*THE PROBLEM:*
In your answer, transcribe all of the data exactly.
[INFORMATION SHOWN Boundary: Start]
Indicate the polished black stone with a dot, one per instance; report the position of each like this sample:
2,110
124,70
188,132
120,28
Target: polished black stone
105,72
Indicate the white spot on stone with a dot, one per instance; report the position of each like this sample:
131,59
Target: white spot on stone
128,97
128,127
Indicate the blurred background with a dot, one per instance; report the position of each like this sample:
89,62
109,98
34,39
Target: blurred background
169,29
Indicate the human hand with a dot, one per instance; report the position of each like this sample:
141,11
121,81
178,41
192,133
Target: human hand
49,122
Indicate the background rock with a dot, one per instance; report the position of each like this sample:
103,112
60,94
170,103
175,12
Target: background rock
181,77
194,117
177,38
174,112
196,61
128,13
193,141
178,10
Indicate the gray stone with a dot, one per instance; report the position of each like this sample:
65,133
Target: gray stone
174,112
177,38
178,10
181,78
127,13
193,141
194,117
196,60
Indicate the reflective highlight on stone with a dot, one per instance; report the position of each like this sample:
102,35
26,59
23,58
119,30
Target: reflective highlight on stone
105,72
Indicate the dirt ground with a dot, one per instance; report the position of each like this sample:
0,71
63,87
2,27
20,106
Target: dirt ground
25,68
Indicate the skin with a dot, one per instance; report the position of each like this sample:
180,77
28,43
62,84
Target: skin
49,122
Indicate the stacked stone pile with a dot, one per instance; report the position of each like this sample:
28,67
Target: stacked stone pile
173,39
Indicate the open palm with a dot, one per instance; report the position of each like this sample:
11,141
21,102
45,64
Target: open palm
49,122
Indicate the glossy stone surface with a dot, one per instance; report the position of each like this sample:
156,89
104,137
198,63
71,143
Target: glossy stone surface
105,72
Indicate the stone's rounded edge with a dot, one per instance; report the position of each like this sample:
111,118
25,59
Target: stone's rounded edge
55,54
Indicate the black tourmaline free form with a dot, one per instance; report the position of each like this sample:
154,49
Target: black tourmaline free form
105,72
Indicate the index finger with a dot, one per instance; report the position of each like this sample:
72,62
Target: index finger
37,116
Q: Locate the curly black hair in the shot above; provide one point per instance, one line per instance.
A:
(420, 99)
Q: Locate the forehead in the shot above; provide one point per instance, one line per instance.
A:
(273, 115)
[INFORMATION SHOWN Boundary: End]
*REPLY:*
Indicate the polished black stone with a dot, one per instance; report the position of each like this sample:
2,110
124,70
188,132
120,28
Target: polished black stone
105,72
Indicate the white spot on stone with a dot, one per instance; report the position of each like this sample:
131,59
Target: white spot on stone
128,97
128,127
Indicate the blurred background with a dot, one per instance; report the position of each like this sample:
89,62
109,98
34,39
Target: blurred background
169,29
Indicate the human hand with a dot, one per instance; report the position of each like this sample:
141,11
121,81
178,41
192,133
Target: human hand
49,122
Indicate the background rock with a dot, one per instance; report the position of each like this sample:
103,112
60,94
170,103
175,12
Target: background rock
181,77
194,117
177,38
174,112
196,61
128,13
193,141
178,10
Indicate the gray stone with a dot, one per instance; report the position of each like this sample:
65,133
Target: gray stone
174,112
177,38
178,10
181,78
127,13
193,141
194,117
196,60
Indicate the reflective highlight on stone with a dot, one per instance; report the position of each like this sample:
102,35
26,59
23,58
119,30
Target: reflective highlight on stone
105,72
Indicate the dirt ground with a dot, one per instance; report the position of each like this sample:
0,71
63,87
2,27
20,106
Target: dirt ground
25,68
Indicate the skin with a dot, one per instance; report the position of each like this sample:
180,77
28,43
62,84
Target: skin
49,122
Indicate the stacked stone pile with a dot, one per instance; report the position of each like this sample:
28,67
Target: stacked stone pile
173,39
Indicate the open palm with a dot, one per instance; report the position of each like this sample:
11,141
21,102
45,64
Target: open palm
49,122
Indicate the glossy stone surface with a dot, one per instance; report the position of each like this sample:
156,89
104,137
198,63
71,143
Target: glossy stone surface
105,72
Indicate the stone's rounded edge with a dot, one per instance; report the position of each like this sample:
111,118
25,59
Target: stone's rounded edge
55,54
Indicate the black tourmaline free form with a dot, one per instance; report the position of each like this sample:
154,49
Target: black tourmaline free form
105,72
Indicate the index finger with a dot, one per instance; report the position of each like this sample:
72,62
Target: index finger
37,116
Q: Locate the curly black hair in the shot above; provide one point per instance, one line per instance.
A:
(420, 99)
Q: Locate the forehead in the shot above; provide one point per instance, one line per instance.
A:
(273, 115)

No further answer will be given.